[Begin PROVIDED ENTRIES]

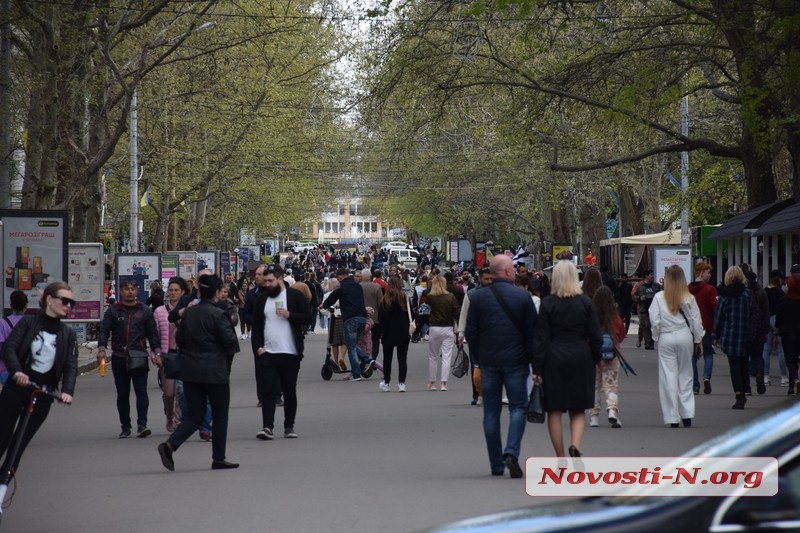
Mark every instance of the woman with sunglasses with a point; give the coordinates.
(42, 350)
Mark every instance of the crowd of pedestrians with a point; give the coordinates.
(518, 327)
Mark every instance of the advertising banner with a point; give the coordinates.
(208, 260)
(34, 252)
(665, 257)
(187, 264)
(169, 268)
(143, 268)
(225, 264)
(86, 272)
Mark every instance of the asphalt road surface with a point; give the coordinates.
(366, 461)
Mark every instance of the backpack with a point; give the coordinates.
(607, 350)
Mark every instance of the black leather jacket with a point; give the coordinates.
(206, 337)
(17, 351)
(128, 326)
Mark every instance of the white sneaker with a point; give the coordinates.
(613, 418)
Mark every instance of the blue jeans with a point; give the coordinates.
(123, 380)
(768, 349)
(708, 360)
(353, 328)
(514, 379)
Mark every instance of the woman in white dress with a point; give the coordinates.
(677, 327)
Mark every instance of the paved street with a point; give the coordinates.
(365, 461)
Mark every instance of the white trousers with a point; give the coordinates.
(440, 342)
(675, 376)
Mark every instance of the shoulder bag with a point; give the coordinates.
(535, 411)
(412, 326)
(173, 361)
(136, 361)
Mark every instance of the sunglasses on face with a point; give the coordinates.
(65, 300)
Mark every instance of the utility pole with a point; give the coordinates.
(686, 235)
(134, 148)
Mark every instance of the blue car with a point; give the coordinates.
(776, 433)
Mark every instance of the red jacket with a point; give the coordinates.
(706, 296)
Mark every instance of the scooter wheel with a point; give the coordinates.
(366, 374)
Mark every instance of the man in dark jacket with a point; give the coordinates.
(350, 296)
(500, 337)
(705, 295)
(131, 325)
(279, 316)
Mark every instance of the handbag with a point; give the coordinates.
(173, 361)
(460, 366)
(412, 326)
(535, 412)
(137, 361)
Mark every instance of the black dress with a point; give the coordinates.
(566, 349)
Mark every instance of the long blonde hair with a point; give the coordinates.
(675, 289)
(565, 280)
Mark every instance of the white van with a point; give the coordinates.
(407, 258)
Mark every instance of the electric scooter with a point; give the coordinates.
(37, 393)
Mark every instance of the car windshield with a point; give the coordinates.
(768, 435)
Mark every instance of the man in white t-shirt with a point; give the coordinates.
(279, 315)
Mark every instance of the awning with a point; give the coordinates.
(786, 221)
(664, 237)
(752, 219)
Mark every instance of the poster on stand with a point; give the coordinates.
(34, 252)
(187, 264)
(208, 260)
(143, 268)
(86, 272)
(225, 264)
(665, 257)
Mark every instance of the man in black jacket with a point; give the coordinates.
(500, 325)
(130, 324)
(279, 315)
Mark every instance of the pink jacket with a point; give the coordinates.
(165, 333)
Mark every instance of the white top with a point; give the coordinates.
(43, 349)
(662, 321)
(278, 336)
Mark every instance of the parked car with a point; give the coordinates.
(304, 247)
(776, 433)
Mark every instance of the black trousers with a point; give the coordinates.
(402, 360)
(791, 349)
(279, 374)
(14, 401)
(197, 394)
(740, 375)
(377, 333)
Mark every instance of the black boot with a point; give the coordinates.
(740, 401)
(761, 387)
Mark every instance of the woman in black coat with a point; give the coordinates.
(395, 316)
(567, 348)
(43, 350)
(206, 338)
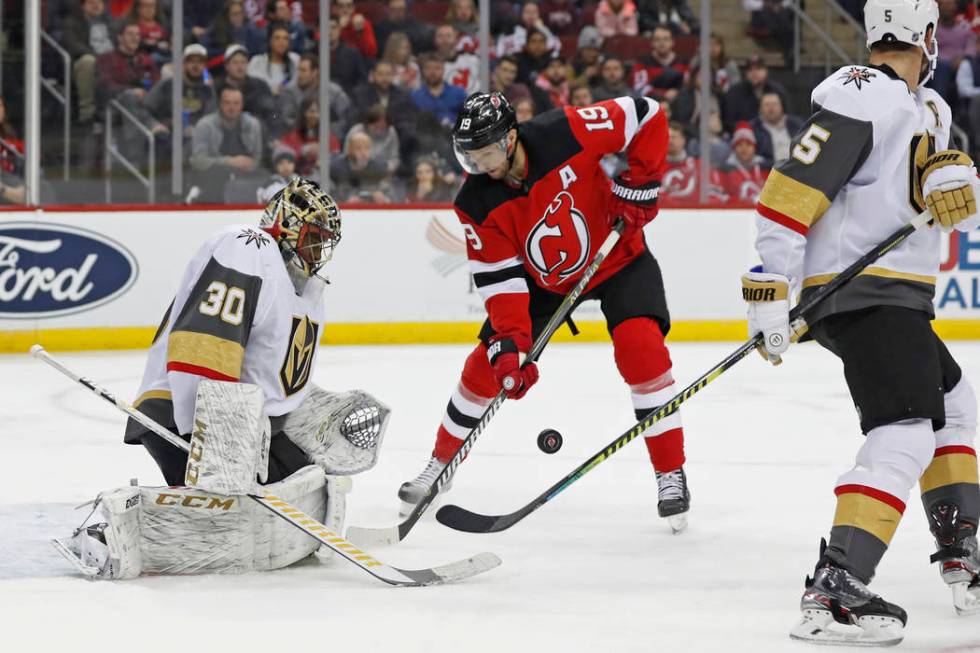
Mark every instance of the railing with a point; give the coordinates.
(112, 152)
(63, 97)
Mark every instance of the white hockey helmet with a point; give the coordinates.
(905, 21)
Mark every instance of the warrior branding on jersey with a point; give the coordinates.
(553, 224)
(236, 316)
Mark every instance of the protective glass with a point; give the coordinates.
(484, 159)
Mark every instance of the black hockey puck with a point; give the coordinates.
(549, 440)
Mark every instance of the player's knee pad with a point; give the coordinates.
(893, 457)
(478, 375)
(641, 354)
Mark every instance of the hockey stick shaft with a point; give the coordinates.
(557, 319)
(462, 519)
(283, 509)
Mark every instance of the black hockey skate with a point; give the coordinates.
(957, 555)
(839, 609)
(673, 498)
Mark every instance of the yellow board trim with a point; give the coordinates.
(949, 469)
(204, 350)
(793, 199)
(410, 333)
(821, 279)
(868, 514)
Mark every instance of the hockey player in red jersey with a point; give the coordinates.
(535, 208)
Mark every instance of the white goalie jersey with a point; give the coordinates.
(236, 316)
(851, 180)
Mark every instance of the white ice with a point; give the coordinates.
(595, 570)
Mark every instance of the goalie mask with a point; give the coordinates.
(305, 222)
(905, 21)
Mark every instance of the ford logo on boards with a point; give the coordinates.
(48, 270)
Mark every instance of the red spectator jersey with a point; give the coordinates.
(549, 229)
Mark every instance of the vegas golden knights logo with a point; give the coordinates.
(296, 368)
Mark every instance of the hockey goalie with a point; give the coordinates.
(229, 372)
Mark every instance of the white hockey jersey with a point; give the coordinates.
(853, 179)
(236, 316)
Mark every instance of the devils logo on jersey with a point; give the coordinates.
(558, 245)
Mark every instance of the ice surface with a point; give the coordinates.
(595, 570)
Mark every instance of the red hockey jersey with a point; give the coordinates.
(550, 229)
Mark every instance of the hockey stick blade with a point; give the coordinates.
(387, 535)
(392, 575)
(461, 519)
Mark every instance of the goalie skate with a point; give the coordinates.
(838, 609)
(412, 492)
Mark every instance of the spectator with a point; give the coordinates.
(380, 89)
(774, 20)
(745, 172)
(956, 42)
(279, 12)
(741, 103)
(524, 109)
(278, 66)
(357, 177)
(398, 52)
(563, 17)
(355, 29)
(154, 35)
(585, 65)
(258, 97)
(284, 167)
(615, 17)
(580, 96)
(384, 139)
(554, 82)
(399, 20)
(534, 57)
(612, 81)
(304, 141)
(306, 86)
(428, 185)
(660, 74)
(676, 14)
(681, 181)
(462, 68)
(198, 96)
(462, 15)
(226, 145)
(968, 85)
(232, 26)
(774, 130)
(127, 72)
(513, 42)
(347, 66)
(434, 95)
(87, 36)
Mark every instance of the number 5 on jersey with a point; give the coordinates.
(808, 149)
(224, 302)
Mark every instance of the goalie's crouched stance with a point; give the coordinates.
(206, 525)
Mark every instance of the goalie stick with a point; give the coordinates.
(367, 536)
(392, 575)
(461, 519)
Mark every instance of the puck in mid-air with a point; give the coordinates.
(549, 441)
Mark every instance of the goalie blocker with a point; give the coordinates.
(207, 526)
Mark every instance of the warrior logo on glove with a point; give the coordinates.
(558, 245)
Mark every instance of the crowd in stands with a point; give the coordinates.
(400, 71)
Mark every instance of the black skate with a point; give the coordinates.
(673, 498)
(957, 555)
(839, 609)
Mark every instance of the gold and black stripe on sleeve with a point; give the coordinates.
(824, 156)
(209, 335)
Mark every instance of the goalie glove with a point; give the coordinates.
(947, 187)
(768, 312)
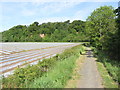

[End PROVIDED ENTRIES]

-- WHAT YOU HAVE TO DO --
Starting at the line containing "Mark every instance of the goalie blocker" and continuing through the last of the lines, rewrite them with "black skate" swapped for "dark skate" and nothing else altered. Omit the pictures from your answer.

-- RESULT --
Mark every instance of the goalie blocker with a point; give the coordinates.
(207, 526)
Mark every instance of the warrior logo on glove with a point; give the coordinates.
(558, 245)
Mark every instance of the crowd in stands with a point; give the coordinates.
(400, 71)
Mark every instance of the dark skate with a point; give the coordinates.
(673, 498)
(957, 555)
(839, 609)
Mark every instance of the gold and black stripe on sleeve with a point; give the coordinates.
(824, 156)
(209, 335)
Mark every instance of the goalie glove with a point; give the coordinates.
(947, 187)
(768, 312)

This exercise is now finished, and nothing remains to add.